- EXTRACTED TEXT:
##########

More information: https://engineering.purdue.edu/ChE/people/ptProfile?resource_id=210038


Microbiological Dynamics of Drinking Water during Stagnation 

Caitlin Proctor
Preferred major(s):
Biology, Environmental and Ecological Engineering, Civil Engineering, Environmental Science
Desired experience:
Experience in a biological lab is desired but not required. All hands-on lab skills can be taught.

The pipes that deliver drinking water to individual taps develop into complex ecosystems. Most of the bacteria that live on these pipes and in the water are harmless, but several are capable of causing disease. For example, Legionella pneumophila is a bacterium that causes a potentially fatal pneumonia in immunocompromised individuals. It is thus critical to understand and ultimately control the ecosystem within these pipes. This work will contribute to policies (e.g., the minimum required temperature in a water heater) and technologies (e.g., auto-flushing sinks) that will limit needless disease.

In this project, the student will utilize bench scale experiments, a pilot-scale piping rig, and full-scale plumbing systems to test hypotheses regarding establishment of biofilm and relationships between biofilm and water over time. The student will collect and analyze water samples, using a variety of tools to fully characterize the physiochemical and biological dynamics within the system. They will also learn how to write a scientific report and will present it at the SURF symposium.


Real time analysis of viral particles for continuous processing approach 

Arezoo Ardekani
Preferred major(s):
Chemical Eng, Biological Eng, Biomedical Eng, Physics, Mechanical Eng
Desired experience:
This project requires lab work and presence on campus, however, an online version can be offered to focus on coarse-grained modeling of proteins/cells.

The increasing worldwide demand for vaccines along with the intensifying economic pressure on health care systems underlines the need for further improvement of vaccine manufacturing. In addition, regulatory authorities are encouraging investment in the continuous manufacturing processes to ensure robust production, avoid shortages, and ultimately lower the cost of medications for patients. The limitations of in-line process analytical tools are a serious drawback of the efforts taken in place. In line analysis of viral particles are very limited, due to the large time required for the current techniques for detection, qualitative and quantitative analysis. Therefore, there is a need for new alternatives for viral detection.

More information: https://engineering.purdue.edu/ComplexFlowLab/


Synthetic neuron 

Chongli Yuan
Preferred major(s):

Neurons convert biochemical information (through binding of a neurotransmitter) to electrical signal (via action potential) and back to biochemical signal (through the release of neurotransmitters). These distinct and separable processes can be reconstituted in a synthetic neuron by using natural and engineered proteins, and a synthetic neuron platform can be used to understand the rules governing the emergence of the present morphology of a neuron and the architecture of the neuronal system. This project thus aims to construct a synthetic neuron with a modular design and a programmable synthetic neuronal network capable of recapitulating basic functions of a natural neuronal system (e.g., action potential, synaptic communication, and basic computation) and with a long-term vision of incorporating more advanced computation and potentiation.

##########

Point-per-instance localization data
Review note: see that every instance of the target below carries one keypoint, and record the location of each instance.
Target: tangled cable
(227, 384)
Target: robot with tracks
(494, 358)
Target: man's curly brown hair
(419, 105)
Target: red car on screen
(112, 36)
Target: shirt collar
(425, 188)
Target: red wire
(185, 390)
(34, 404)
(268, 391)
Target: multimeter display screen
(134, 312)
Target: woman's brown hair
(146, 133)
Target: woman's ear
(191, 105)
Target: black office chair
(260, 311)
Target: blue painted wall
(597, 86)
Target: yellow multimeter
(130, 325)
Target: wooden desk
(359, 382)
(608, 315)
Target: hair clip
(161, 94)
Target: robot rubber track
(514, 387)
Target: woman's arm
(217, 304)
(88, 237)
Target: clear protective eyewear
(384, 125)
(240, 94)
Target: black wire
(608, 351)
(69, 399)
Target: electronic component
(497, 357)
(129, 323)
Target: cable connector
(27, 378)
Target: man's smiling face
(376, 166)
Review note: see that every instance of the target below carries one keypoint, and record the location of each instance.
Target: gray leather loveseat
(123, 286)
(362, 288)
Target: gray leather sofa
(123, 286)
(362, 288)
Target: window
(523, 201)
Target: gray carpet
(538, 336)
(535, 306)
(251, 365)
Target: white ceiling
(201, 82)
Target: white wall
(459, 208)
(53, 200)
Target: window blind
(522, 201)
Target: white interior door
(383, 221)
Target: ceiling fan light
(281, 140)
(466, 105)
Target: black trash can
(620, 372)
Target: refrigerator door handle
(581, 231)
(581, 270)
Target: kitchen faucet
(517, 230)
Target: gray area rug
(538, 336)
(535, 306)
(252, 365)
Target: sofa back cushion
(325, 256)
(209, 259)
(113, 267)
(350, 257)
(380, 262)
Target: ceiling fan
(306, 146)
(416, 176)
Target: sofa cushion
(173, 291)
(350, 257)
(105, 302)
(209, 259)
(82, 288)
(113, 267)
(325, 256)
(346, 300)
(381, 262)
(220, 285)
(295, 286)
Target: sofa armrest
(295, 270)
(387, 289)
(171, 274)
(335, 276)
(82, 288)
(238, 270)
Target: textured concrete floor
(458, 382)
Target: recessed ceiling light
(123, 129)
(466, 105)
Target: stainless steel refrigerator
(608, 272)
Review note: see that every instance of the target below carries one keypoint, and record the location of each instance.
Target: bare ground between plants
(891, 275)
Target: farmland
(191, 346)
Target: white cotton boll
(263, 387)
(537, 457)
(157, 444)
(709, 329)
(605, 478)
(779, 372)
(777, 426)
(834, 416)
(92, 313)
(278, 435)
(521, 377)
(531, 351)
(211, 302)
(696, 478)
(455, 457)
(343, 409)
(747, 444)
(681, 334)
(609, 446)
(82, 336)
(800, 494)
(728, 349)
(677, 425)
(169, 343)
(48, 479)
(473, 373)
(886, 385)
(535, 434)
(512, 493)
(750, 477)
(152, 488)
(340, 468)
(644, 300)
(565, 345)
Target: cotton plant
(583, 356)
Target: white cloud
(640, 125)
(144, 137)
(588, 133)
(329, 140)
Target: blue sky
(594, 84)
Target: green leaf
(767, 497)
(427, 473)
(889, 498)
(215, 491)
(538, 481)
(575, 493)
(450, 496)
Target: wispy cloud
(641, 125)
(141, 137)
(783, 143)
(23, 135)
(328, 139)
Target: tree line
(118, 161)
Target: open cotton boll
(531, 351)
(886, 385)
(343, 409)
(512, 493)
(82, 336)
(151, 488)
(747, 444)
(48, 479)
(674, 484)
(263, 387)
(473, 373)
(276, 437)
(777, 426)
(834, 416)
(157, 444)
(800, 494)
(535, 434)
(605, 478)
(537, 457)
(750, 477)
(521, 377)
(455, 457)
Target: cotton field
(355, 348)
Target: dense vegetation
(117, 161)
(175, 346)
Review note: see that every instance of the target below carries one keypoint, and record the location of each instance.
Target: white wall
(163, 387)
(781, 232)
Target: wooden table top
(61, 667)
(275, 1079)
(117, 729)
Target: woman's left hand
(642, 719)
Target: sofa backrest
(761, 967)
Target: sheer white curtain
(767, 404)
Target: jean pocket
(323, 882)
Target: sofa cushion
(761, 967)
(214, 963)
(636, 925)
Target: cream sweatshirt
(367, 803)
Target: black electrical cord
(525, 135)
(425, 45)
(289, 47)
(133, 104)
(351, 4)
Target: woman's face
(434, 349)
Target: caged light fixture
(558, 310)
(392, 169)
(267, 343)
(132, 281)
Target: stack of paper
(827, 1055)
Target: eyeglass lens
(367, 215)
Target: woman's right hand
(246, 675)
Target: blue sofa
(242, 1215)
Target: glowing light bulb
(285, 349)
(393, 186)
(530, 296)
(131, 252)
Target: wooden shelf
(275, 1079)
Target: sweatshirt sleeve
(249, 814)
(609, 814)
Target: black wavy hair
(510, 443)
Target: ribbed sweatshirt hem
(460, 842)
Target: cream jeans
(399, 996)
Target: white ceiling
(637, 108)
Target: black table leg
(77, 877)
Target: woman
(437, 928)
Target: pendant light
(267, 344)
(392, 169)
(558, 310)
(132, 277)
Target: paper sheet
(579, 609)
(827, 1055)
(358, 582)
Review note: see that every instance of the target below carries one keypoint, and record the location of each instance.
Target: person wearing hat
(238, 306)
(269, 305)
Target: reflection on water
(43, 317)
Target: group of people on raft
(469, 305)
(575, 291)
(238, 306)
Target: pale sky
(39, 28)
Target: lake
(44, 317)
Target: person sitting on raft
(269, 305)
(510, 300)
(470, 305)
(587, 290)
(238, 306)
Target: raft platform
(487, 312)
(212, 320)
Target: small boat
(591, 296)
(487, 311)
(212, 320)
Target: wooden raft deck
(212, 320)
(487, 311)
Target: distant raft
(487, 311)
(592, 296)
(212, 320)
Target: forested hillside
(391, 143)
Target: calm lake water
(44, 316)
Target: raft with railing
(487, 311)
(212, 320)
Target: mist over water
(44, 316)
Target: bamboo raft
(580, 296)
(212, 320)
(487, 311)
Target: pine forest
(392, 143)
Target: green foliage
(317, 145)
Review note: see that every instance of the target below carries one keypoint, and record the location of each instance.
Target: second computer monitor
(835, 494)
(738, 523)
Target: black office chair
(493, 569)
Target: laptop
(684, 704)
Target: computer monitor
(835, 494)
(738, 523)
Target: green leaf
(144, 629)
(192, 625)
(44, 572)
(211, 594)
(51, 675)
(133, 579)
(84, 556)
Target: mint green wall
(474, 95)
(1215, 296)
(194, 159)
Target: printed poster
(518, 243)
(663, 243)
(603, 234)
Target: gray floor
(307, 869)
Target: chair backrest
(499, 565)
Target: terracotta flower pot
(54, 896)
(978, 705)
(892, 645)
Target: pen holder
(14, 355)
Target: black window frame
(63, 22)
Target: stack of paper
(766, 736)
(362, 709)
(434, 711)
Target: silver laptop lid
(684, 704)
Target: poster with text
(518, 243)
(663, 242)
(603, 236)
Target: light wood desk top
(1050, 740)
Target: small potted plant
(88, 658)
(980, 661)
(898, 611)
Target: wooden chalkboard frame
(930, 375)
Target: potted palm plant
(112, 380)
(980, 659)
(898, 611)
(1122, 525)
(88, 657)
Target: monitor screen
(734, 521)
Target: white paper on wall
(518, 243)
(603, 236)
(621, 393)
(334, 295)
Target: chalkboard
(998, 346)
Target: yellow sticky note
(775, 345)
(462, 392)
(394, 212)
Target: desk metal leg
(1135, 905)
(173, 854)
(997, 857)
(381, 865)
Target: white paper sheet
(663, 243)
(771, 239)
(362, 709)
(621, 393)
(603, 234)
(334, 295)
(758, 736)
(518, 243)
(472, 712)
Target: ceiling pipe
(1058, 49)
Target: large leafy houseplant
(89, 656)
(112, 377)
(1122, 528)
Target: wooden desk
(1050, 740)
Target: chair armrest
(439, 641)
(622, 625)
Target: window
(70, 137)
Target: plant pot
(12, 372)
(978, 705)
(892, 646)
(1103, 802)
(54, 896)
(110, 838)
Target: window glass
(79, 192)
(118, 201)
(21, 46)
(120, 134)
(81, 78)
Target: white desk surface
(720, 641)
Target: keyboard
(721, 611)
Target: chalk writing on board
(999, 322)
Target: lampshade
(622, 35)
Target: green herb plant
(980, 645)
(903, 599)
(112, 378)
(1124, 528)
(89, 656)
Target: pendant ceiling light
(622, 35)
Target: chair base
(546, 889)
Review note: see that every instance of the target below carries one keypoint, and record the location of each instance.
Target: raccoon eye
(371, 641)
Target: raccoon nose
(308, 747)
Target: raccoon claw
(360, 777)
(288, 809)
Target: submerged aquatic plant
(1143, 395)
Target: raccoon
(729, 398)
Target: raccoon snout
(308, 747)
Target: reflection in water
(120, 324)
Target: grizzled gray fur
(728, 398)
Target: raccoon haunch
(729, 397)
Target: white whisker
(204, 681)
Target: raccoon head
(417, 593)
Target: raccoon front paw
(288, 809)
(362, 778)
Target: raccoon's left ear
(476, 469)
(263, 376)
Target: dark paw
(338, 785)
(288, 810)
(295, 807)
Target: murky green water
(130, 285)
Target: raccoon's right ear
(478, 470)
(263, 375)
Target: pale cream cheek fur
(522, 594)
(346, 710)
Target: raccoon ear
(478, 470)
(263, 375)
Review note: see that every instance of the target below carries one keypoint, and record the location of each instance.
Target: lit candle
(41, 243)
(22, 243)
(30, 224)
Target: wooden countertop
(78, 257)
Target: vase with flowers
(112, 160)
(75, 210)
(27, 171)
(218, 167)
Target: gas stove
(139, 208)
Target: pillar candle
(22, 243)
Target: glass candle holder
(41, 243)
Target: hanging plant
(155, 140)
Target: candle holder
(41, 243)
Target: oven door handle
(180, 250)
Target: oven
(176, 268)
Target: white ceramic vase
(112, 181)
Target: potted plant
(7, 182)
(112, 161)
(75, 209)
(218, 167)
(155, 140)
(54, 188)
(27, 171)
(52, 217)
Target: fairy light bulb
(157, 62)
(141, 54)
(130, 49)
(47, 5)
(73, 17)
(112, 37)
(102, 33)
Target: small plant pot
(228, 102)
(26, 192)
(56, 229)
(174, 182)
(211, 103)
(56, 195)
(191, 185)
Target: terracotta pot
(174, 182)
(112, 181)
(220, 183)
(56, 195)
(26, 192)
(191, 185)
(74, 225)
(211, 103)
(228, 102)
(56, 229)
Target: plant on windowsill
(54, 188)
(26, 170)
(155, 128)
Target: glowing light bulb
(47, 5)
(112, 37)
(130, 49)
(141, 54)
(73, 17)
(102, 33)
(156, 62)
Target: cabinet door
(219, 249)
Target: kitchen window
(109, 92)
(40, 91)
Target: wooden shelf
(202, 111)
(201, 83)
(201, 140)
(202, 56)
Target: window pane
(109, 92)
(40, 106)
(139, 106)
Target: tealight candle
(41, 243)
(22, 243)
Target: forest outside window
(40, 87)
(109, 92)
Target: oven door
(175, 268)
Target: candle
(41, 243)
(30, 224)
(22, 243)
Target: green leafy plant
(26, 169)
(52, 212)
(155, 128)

##########

- YOUR INSTRUCTIONS: What are the titles of all the projects in the research project listings?

- ANSWER SECTION:
Microbiological Dynamics of Drinking Water during Stagnation
Real time analysis of viral particles for continuous processing approach
Synthetic neuron